# What this task involves
Pull each line holding "cloud" out of the entries below.

┌──

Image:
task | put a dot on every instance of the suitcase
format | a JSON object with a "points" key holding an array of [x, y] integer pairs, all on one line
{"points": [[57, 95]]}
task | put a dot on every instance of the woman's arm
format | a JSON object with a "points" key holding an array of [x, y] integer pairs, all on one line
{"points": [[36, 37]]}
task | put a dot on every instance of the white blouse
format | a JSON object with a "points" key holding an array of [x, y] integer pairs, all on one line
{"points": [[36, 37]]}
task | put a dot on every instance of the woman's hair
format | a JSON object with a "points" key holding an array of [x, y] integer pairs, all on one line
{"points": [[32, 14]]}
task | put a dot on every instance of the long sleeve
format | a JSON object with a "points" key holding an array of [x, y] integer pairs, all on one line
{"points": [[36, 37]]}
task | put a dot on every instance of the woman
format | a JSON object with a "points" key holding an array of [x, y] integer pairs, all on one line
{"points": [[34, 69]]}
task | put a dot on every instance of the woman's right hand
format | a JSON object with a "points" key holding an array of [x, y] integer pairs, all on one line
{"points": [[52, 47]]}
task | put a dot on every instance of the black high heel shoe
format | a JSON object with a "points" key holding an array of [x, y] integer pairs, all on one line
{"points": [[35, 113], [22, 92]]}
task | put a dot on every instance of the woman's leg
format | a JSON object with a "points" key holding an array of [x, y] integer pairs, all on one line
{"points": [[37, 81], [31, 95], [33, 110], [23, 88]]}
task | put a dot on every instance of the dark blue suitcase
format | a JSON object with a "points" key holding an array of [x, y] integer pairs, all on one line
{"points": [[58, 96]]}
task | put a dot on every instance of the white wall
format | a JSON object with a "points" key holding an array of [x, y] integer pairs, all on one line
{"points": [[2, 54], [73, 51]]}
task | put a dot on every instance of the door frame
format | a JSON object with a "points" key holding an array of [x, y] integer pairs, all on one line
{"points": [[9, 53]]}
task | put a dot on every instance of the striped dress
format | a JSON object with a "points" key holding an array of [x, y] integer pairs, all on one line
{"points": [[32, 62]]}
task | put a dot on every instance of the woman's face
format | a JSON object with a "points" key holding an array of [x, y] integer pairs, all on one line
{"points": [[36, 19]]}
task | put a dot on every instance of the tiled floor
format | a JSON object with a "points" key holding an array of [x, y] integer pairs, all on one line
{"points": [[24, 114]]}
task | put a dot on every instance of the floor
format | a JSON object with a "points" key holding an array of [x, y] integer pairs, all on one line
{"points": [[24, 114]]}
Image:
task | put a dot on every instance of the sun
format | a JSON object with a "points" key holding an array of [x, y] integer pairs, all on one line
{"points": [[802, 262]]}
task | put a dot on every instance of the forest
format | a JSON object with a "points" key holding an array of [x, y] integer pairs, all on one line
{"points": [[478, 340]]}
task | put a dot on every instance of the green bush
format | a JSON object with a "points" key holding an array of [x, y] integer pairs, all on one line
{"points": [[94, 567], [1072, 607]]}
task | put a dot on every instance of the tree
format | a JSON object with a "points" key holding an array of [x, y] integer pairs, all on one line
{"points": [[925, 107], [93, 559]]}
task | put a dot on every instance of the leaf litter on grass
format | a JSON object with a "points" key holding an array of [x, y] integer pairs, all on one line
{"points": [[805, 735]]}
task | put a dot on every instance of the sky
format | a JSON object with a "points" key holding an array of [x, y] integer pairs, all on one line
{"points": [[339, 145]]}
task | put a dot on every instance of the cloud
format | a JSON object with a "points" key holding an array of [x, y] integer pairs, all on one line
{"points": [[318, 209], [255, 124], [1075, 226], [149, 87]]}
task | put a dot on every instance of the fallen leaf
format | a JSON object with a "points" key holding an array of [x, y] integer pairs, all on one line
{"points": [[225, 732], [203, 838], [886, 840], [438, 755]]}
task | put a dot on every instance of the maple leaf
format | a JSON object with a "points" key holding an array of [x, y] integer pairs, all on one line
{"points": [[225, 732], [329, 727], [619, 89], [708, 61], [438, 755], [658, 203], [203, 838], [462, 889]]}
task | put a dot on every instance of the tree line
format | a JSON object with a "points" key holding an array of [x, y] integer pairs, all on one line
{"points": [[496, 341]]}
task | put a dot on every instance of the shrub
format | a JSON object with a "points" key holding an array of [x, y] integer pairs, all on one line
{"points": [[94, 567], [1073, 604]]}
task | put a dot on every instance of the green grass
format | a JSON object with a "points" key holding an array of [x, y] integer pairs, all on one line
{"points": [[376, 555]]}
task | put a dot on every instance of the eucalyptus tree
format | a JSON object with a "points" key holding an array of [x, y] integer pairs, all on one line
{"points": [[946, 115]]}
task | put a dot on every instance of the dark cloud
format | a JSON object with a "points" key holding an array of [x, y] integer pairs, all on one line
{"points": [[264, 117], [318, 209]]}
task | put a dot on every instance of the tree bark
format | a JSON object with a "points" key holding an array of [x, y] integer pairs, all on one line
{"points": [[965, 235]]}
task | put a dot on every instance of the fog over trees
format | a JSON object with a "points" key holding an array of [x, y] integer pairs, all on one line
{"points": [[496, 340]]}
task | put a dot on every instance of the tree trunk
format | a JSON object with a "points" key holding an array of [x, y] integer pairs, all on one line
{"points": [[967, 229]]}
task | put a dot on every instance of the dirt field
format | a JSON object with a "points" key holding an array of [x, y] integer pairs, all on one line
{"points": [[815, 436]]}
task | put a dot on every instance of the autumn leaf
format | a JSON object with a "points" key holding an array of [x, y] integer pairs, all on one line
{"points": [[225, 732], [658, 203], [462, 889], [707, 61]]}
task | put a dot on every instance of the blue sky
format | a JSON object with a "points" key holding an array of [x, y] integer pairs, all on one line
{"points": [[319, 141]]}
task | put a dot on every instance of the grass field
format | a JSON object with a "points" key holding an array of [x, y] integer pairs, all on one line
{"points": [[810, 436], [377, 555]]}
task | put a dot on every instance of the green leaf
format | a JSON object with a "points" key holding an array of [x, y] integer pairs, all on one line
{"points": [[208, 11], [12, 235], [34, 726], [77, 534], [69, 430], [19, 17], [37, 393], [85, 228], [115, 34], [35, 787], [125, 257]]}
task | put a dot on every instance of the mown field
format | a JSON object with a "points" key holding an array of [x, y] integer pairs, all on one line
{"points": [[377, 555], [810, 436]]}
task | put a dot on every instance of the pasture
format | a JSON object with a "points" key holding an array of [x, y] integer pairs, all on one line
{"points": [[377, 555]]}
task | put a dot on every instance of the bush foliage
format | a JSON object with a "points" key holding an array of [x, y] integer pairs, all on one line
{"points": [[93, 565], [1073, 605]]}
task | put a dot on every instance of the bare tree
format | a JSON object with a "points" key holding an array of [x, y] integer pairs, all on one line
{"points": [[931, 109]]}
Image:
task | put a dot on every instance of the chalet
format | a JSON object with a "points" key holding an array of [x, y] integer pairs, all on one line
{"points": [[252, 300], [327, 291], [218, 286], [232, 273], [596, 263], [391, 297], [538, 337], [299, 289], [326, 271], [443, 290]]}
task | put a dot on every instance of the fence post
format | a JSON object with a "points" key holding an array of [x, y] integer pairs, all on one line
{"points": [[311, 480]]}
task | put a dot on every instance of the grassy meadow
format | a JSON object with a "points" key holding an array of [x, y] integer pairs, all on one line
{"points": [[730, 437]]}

└──

# Task answer
task | put a dot on every instance of the cloud
task | put a dot on every instance of the dark cloud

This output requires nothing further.